==== Stored data ====
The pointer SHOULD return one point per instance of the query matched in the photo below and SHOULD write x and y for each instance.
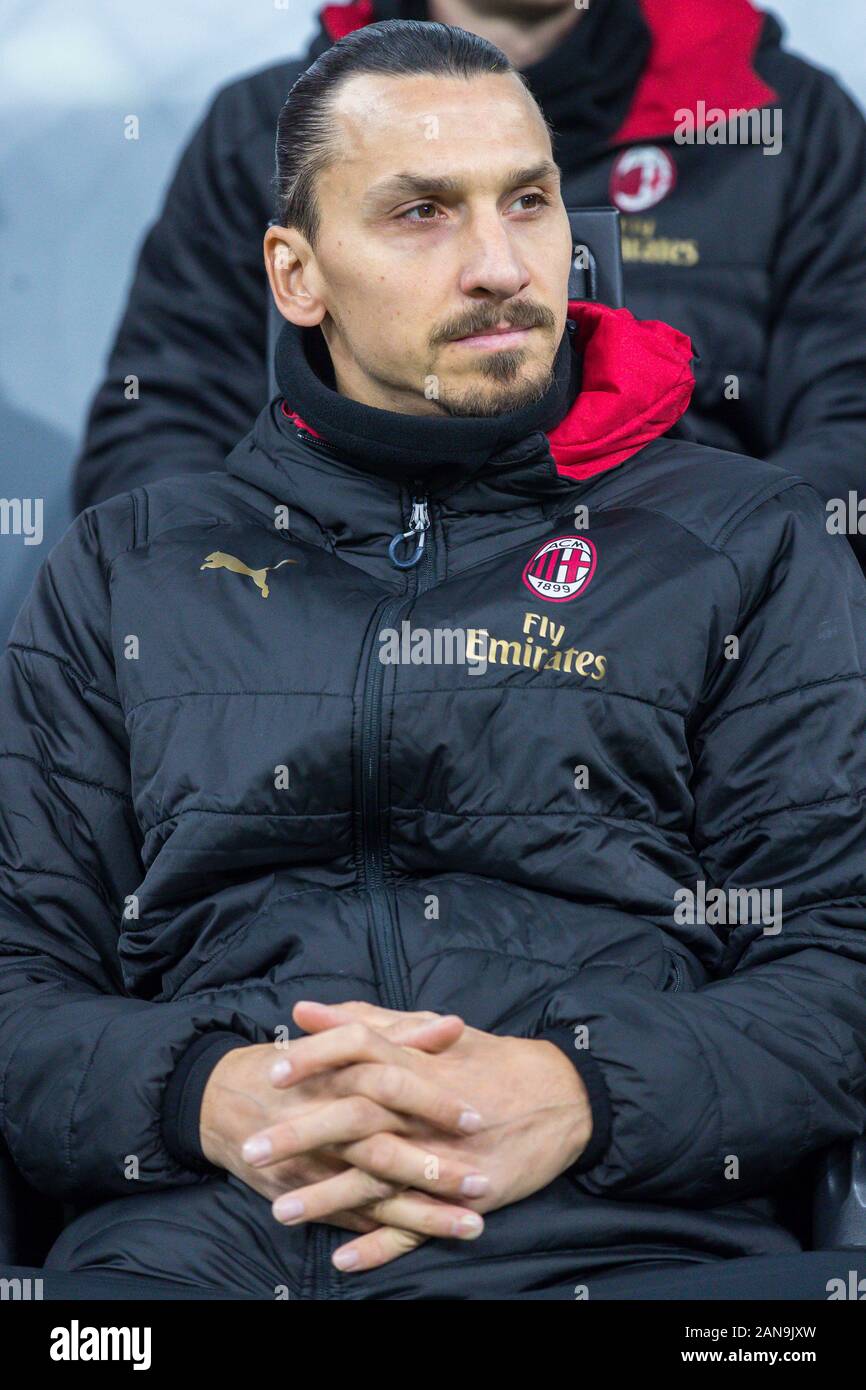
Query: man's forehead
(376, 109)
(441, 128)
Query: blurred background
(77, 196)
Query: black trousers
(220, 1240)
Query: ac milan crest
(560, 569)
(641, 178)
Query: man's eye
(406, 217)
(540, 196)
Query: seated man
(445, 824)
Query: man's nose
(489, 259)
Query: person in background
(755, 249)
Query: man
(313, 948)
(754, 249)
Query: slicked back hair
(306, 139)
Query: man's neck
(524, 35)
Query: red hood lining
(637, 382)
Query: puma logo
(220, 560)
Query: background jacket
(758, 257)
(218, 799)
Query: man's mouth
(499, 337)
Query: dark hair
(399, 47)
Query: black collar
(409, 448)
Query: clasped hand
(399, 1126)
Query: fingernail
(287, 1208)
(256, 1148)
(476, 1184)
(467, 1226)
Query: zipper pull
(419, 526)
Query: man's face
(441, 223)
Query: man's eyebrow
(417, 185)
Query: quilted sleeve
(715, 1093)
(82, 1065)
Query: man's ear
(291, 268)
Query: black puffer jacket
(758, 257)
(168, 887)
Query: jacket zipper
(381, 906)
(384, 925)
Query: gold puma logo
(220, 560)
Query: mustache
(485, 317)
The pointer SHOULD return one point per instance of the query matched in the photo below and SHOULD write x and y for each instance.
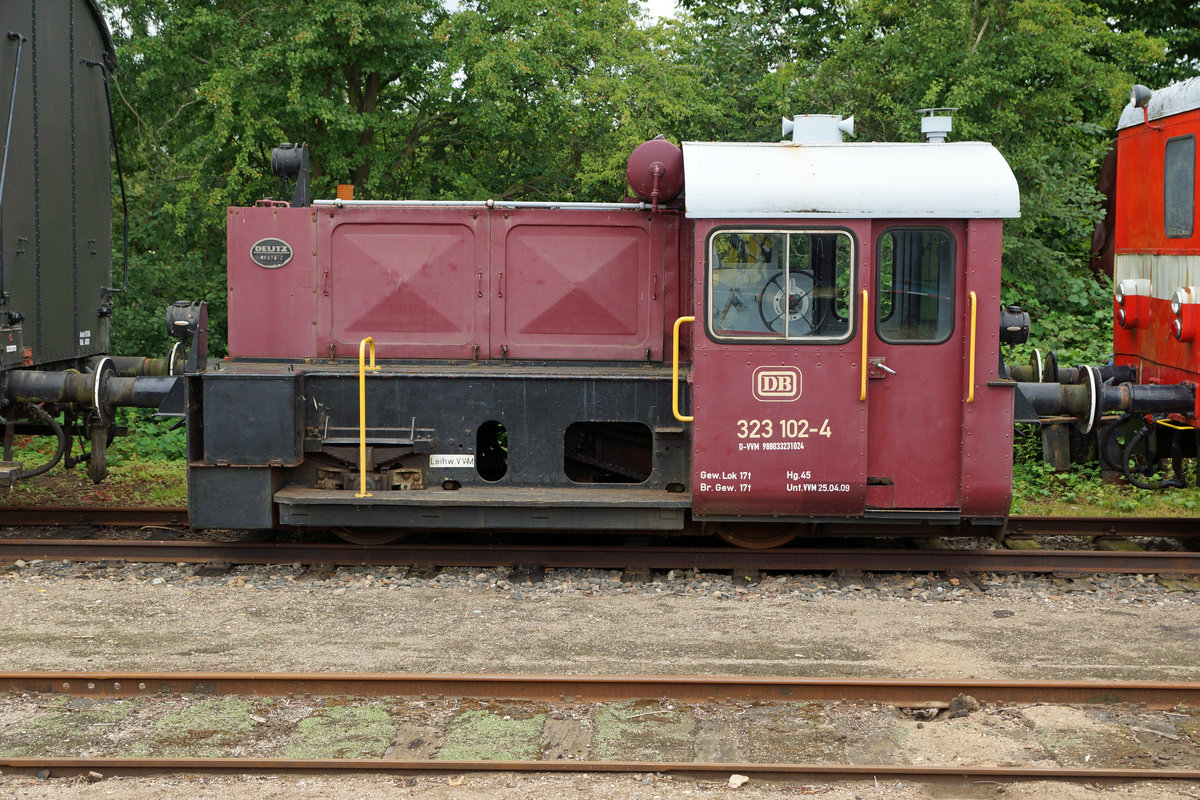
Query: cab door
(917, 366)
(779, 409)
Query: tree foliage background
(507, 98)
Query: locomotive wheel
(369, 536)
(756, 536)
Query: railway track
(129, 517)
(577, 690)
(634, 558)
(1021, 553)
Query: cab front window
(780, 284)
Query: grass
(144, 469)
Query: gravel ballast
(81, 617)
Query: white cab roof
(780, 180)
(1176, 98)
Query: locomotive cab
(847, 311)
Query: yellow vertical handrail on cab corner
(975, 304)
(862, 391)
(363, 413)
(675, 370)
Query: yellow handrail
====
Omit the images and transcribe all of the records above word for word.

Result below
The pointer SHOULD return one point per instance of the query matched in the photo below and SHOULD write x and y for each instance.
Query: man's forehead
(376, 109)
(441, 128)
Query: blurred background
(77, 196)
Query: black trousers
(220, 1240)
Query: ac milan crest
(560, 569)
(641, 178)
Query: man's eye
(406, 217)
(540, 196)
Query: seated man
(445, 824)
Query: man's nose
(489, 259)
Query: person in background
(755, 249)
Query: man
(313, 948)
(754, 249)
Query: slicked back hair
(306, 139)
Query: man's neck
(524, 35)
Query: red hood lining
(637, 382)
Query: puma logo
(220, 560)
Query: background jacket
(758, 257)
(218, 799)
Query: man's mouth
(499, 337)
Query: dark hair
(399, 47)
Query: black collar
(409, 448)
Query: clasped hand
(399, 1126)
Query: fingernail
(287, 1208)
(256, 1148)
(476, 1184)
(467, 1226)
Query: zipper pull
(419, 526)
Query: man's face
(441, 223)
Query: man's eyebrow
(417, 185)
Query: quilted sleeve
(715, 1093)
(82, 1065)
Query: man's ear
(291, 268)
Query: black puffer jacket
(758, 257)
(168, 887)
Query: jacket zipper
(381, 906)
(384, 925)
Query: gold puma logo
(220, 560)
Query: mustache
(485, 317)
The pointer SHOULD return one point per instance of the query matched in the photo below and SHOULD write x and y for each instance.
Query: cab door
(917, 366)
(779, 409)
Query: tree foliage background
(507, 98)
Query: locomotive wheel
(369, 536)
(756, 536)
Query: railway track
(129, 517)
(577, 690)
(634, 558)
(1021, 553)
Query: cab front window
(780, 284)
Query: grass
(144, 469)
Query: gravel ballast
(81, 617)
Query: white cab roof
(780, 180)
(1176, 98)
Query: locomotive cab
(847, 311)
Query: yellow vertical handrail on cab corner
(975, 304)
(862, 391)
(363, 413)
(675, 370)
Query: yellow handrail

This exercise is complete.